**Tasks:**
A) In the Wilson's Theorem discussion, where did prime mover finally locate the source?
B) Write the next part of the Wilson's Theorem discussion, picking up after its last line.
### Given text
The statement of Wilson's Theorem is:
- $\paren {p - 1}! \equiv -1 \pmod p$ for primes $p$
How does one recover Wilson's Theorem from this 'generalization'?
For reference if we plug in $n = p - 1$ we have:
- $a_0 = p - 1, \mu = 0$
hence the theorem asserts that:
- $\dfrac {\paren {p - 1}!} {p^0} \equiv \paren {-1}^0 \paren {p - 1}! \pmod p$
which is simply
- $\paren {p - 1}! \equiv \paren {p - 1}! \pmod p$
It could technically be called a Corollary. --RandomUndergrad (talk) 16:31, 8 July 2020 (UTC)
- Makes sense. Haven't a clue where I got this from now, it was from the early days when we hadn't started citing our source works. I'll rename it. --prime mover (talk) 17:45, 8 July 2020 (UTC)
- Aha, found it now, it was in Knuth.
######
### Data rows
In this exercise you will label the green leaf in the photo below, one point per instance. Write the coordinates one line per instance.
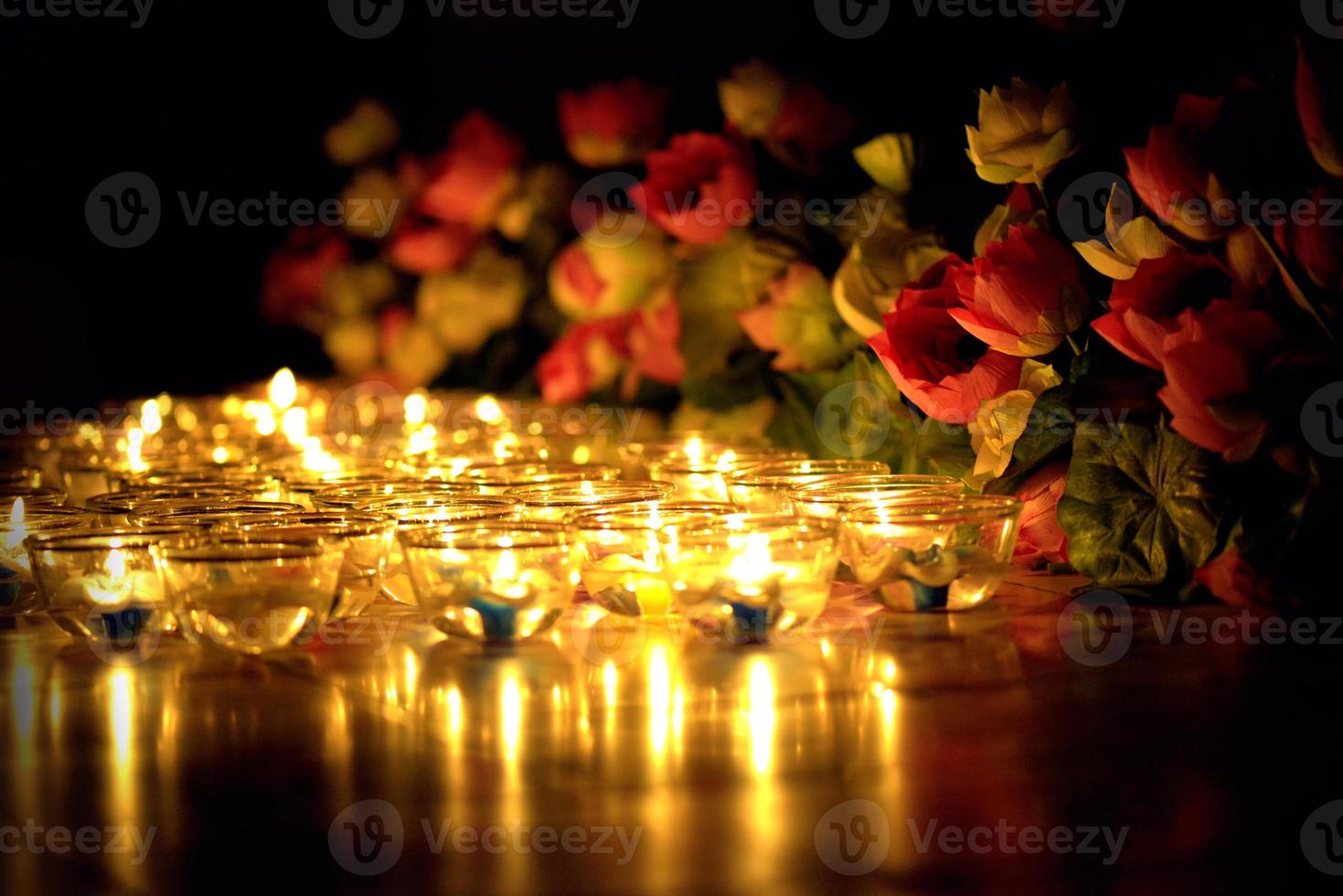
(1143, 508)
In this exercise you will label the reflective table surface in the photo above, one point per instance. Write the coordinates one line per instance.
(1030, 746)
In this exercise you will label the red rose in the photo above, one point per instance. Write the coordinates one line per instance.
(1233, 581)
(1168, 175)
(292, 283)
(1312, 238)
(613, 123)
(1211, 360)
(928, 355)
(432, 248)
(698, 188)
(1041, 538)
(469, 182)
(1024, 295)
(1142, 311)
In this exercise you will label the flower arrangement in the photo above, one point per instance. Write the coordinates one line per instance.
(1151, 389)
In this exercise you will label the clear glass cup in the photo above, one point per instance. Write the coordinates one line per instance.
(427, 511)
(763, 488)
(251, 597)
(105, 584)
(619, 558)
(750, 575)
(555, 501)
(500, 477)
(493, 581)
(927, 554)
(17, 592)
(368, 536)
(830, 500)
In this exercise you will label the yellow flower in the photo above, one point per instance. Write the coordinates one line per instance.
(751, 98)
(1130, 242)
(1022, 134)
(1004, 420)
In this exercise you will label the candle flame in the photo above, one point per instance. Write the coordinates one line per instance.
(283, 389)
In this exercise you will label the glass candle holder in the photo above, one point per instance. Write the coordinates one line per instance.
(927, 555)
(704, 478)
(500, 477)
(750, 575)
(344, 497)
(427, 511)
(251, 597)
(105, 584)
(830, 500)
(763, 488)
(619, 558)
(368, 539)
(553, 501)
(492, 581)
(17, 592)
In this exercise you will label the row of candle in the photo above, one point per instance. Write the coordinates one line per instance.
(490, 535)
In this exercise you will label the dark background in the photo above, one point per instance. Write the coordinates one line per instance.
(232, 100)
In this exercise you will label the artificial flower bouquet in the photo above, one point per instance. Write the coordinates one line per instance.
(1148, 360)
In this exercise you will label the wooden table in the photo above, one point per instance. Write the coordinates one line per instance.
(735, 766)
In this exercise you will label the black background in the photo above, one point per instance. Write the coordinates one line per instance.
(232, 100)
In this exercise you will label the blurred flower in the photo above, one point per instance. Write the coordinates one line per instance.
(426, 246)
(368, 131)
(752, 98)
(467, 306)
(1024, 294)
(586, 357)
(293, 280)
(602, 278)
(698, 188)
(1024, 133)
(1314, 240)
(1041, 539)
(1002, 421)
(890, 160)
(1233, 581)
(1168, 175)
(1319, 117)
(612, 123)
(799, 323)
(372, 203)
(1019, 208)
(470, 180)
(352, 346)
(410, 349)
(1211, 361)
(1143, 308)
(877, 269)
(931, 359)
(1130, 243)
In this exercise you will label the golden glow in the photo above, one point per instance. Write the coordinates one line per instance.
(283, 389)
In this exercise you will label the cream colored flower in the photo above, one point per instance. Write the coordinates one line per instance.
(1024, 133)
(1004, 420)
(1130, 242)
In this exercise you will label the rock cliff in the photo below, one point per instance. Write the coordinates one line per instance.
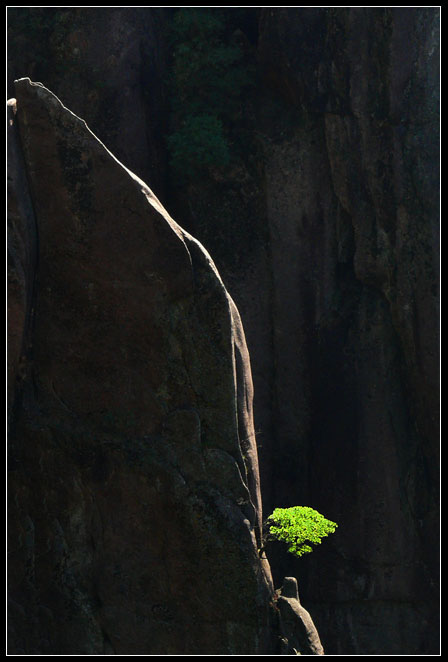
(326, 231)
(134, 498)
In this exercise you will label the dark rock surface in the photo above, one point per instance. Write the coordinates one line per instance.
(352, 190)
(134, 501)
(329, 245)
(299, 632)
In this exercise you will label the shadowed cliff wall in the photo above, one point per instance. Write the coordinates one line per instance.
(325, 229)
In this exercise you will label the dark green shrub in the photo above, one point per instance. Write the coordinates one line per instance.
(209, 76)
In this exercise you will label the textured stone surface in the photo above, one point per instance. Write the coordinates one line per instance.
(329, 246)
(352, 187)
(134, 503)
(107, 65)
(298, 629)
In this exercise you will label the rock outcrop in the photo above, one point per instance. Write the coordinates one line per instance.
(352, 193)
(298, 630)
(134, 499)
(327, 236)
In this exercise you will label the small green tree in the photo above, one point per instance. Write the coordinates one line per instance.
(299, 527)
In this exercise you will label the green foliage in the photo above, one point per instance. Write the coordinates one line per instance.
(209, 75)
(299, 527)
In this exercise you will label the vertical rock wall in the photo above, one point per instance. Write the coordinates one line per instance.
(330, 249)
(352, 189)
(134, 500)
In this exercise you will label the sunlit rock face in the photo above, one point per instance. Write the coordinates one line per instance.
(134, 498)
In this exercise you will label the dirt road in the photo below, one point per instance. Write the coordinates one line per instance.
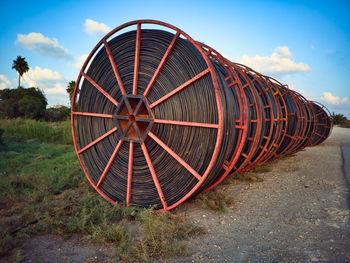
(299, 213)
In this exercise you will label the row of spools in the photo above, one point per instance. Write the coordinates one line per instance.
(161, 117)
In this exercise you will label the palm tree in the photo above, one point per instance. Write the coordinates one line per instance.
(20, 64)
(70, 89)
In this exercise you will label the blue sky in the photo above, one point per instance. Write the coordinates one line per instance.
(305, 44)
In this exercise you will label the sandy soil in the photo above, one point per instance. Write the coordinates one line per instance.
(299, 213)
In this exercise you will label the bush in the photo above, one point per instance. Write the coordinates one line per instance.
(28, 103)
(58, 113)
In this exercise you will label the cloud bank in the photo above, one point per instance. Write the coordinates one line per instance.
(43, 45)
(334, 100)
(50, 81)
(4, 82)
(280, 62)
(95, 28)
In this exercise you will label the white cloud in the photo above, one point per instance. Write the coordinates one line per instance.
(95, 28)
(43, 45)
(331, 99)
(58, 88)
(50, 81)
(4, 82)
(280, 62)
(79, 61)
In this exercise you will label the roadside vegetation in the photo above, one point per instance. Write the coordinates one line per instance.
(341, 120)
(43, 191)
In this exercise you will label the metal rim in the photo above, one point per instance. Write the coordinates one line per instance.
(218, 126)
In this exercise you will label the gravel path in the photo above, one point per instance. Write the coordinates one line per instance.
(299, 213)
######
**Results:**
A) In Knuth.

B)
- In the notation of exercise $12$, we can determine $n! \mod p$ in terms of the $p$-ary representation, for any positive integer $n$, thus generalizing Wilson's theorem. In fact, prove that $n! / p^\mu \equiv \paren {-1}^mu a_0! a_1! \dotsm a_k! \pmod p$.
- This was 1997: Donald E. Knuth: The Art of Computer Programming: Volume 1: Fundamental Algorithms (3rd ed.): $\S 1.2.5$: Permutations and Factorials: Exercise $14$ --prime mover (talk) 18:10, 8 July 2020 (UTC)